Edit the material beginning with the line that contains "If you could tag every instance of the soft" and continuing through the line that contains "point(120, 147)" by replacing "apiece" with "each" and leaving everything else unchanged. Return only those lines.
........
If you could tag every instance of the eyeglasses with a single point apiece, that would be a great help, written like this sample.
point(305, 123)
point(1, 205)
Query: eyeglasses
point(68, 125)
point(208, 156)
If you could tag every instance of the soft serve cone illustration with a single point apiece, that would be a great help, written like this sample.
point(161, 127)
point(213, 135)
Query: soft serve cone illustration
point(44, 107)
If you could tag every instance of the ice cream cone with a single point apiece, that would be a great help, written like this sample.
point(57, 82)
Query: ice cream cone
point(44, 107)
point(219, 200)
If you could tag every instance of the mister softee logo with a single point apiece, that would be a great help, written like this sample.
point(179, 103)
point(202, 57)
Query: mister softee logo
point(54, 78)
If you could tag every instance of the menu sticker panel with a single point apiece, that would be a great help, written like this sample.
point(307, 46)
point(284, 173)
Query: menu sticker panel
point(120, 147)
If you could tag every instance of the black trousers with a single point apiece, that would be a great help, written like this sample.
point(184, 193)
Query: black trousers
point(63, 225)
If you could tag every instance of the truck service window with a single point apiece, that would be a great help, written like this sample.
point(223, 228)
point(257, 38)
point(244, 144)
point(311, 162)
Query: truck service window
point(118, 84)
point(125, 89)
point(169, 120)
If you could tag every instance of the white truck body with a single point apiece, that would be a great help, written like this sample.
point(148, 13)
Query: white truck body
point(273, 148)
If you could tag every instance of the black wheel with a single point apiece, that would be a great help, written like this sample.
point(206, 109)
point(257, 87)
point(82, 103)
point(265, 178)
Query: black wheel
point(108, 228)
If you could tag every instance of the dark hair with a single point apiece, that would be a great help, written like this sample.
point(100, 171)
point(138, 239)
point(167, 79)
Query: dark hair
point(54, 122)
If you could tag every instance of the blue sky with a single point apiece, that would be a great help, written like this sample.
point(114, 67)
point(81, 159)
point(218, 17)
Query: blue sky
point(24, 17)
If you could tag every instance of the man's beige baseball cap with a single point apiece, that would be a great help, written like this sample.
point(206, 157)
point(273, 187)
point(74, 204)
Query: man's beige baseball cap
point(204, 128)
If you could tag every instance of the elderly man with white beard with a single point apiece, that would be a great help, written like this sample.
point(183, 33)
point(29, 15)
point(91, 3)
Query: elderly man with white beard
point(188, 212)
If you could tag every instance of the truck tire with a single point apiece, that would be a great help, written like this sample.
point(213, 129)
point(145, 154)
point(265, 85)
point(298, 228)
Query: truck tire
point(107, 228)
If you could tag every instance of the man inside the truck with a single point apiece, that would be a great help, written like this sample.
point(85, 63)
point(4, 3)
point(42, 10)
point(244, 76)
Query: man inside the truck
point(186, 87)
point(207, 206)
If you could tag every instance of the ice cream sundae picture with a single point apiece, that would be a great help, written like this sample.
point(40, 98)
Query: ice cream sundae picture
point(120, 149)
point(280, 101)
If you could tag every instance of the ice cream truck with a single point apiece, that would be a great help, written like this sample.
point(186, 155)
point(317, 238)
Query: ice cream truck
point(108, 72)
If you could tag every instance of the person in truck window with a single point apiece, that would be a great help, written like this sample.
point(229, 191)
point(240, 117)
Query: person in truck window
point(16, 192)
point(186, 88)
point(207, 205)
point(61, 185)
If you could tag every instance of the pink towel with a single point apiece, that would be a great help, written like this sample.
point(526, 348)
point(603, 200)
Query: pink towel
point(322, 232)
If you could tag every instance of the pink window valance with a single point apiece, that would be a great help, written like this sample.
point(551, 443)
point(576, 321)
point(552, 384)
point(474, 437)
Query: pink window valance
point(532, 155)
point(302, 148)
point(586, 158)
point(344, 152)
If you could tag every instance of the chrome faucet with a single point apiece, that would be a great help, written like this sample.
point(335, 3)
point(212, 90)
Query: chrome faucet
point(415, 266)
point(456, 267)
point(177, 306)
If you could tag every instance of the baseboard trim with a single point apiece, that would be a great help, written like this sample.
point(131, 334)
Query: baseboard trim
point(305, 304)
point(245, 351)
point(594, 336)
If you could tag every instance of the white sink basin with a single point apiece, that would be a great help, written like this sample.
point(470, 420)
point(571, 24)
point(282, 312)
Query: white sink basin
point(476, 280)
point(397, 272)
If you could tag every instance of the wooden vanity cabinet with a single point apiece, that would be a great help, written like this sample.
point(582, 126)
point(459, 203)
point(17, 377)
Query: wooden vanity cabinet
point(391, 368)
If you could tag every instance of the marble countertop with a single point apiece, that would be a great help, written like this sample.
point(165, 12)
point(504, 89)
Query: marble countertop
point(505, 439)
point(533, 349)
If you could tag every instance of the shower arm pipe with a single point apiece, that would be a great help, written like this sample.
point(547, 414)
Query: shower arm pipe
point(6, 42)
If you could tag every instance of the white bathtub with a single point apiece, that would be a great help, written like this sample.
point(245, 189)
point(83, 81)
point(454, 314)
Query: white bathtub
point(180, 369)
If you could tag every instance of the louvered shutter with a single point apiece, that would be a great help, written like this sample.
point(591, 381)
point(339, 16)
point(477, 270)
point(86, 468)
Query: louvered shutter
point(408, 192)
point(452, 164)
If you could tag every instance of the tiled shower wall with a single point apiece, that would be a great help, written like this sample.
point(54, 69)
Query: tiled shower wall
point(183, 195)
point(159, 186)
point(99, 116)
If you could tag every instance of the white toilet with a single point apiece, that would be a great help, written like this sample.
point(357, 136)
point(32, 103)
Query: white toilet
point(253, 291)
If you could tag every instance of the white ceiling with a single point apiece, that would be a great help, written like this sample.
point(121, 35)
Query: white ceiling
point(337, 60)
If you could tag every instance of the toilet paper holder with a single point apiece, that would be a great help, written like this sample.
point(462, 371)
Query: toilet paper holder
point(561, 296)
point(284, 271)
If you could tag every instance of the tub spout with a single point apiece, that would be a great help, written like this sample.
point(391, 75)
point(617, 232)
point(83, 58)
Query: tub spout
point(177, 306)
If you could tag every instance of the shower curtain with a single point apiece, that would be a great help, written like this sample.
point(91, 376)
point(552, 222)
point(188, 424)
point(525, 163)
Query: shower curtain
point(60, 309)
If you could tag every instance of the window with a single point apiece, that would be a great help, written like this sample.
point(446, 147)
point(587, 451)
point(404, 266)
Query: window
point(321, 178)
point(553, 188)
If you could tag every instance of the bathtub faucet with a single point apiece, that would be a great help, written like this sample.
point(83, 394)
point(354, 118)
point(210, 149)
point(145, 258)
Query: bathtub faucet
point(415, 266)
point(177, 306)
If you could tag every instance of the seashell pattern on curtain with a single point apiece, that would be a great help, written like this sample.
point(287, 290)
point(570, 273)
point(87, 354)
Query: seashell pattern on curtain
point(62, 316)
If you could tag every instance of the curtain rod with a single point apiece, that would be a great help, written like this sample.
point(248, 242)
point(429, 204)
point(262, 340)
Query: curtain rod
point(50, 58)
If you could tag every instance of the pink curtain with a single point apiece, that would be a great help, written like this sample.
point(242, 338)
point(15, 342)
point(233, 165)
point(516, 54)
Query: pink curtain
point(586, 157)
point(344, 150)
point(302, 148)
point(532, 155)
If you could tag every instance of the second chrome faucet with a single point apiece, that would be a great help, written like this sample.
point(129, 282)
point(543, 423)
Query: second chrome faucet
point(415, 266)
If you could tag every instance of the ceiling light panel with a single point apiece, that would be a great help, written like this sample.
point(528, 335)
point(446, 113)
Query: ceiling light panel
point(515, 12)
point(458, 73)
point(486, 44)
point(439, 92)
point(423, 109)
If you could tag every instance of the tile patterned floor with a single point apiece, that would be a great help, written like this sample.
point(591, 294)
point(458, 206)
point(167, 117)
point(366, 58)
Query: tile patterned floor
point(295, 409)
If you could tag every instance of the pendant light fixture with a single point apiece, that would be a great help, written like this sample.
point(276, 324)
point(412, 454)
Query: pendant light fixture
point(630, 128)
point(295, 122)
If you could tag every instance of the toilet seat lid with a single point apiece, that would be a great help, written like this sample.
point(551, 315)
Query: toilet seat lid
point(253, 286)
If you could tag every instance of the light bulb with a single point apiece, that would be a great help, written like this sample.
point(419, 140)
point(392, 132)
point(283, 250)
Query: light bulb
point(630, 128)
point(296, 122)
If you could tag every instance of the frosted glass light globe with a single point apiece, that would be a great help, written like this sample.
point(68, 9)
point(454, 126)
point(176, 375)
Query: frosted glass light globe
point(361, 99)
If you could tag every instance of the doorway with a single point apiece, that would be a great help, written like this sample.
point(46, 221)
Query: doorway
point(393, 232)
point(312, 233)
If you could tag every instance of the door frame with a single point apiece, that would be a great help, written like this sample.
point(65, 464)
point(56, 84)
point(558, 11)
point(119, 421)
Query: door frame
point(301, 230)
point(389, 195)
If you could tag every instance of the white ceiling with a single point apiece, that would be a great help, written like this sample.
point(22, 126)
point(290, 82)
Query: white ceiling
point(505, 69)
........
■ WORKED ANSWER ■
If you could tag every instance of the soft serve cone illustration with a single point each, that would be a great help, written like this sample.
point(161, 127)
point(213, 135)
Query: soft serve cone illustration
point(44, 107)
If you could tag every instance of the ice cream cone with a single point each, that would be a great help, written like this sample.
point(57, 82)
Query: ice cream cone
point(44, 107)
point(219, 200)
If you could tag every instance of the mister softee logo with a single point each, that would be a great help, written like this sample.
point(179, 103)
point(202, 57)
Query: mister softee logo
point(54, 78)
If you could tag every instance of the menu sticker panel with a single point each, that would be a great help, written like this sample.
point(307, 46)
point(284, 173)
Query: menu sticker panel
point(120, 147)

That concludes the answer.